Problem details:
Retype every one of the following lines exactly as they appear, leaving nothing out and changing nothing.

[Start of Source data]

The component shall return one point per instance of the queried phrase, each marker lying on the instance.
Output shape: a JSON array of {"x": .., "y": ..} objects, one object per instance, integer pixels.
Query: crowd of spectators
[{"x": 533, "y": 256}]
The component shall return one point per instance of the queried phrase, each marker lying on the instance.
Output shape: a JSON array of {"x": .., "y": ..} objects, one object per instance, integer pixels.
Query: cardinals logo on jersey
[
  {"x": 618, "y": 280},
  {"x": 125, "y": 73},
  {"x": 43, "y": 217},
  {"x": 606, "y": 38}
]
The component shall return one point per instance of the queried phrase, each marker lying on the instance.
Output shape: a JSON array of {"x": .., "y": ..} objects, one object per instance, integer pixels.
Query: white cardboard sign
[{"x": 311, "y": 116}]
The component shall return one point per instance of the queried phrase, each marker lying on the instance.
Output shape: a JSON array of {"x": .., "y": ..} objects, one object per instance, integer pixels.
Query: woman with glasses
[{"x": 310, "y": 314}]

[End of Source data]

Response to the task:
The component shall return one point per instance of the queried phrase, each marker lying on the instance.
Output shape: a JSON array of {"x": .., "y": ..} objects, one object per instance, integer pixels.
Query: crowd of spectators
[{"x": 533, "y": 256}]
The component shall return one point per instance of the queried phrase, each marker lying on the instance.
Output shape: a JSON array of {"x": .., "y": ..} objects, one object per instance, integer pixels.
Query: cardinals logo on jersey
[
  {"x": 618, "y": 280},
  {"x": 125, "y": 73},
  {"x": 43, "y": 217},
  {"x": 606, "y": 38}
]
The component shall return one point per instance of the queried phrase, each marker lying on the instance.
Output shape: a JSON array of {"x": .., "y": ..} objects, one object per instance, integer pixels.
Query: white cardboard sign
[{"x": 311, "y": 116}]
The component shall return one point per instance of the queried phrase, each marker lying on the instance.
Output shape: a JSON array of {"x": .., "y": ..} objects, one object per instance, integer pixels.
Query: woman with glasses
[{"x": 310, "y": 314}]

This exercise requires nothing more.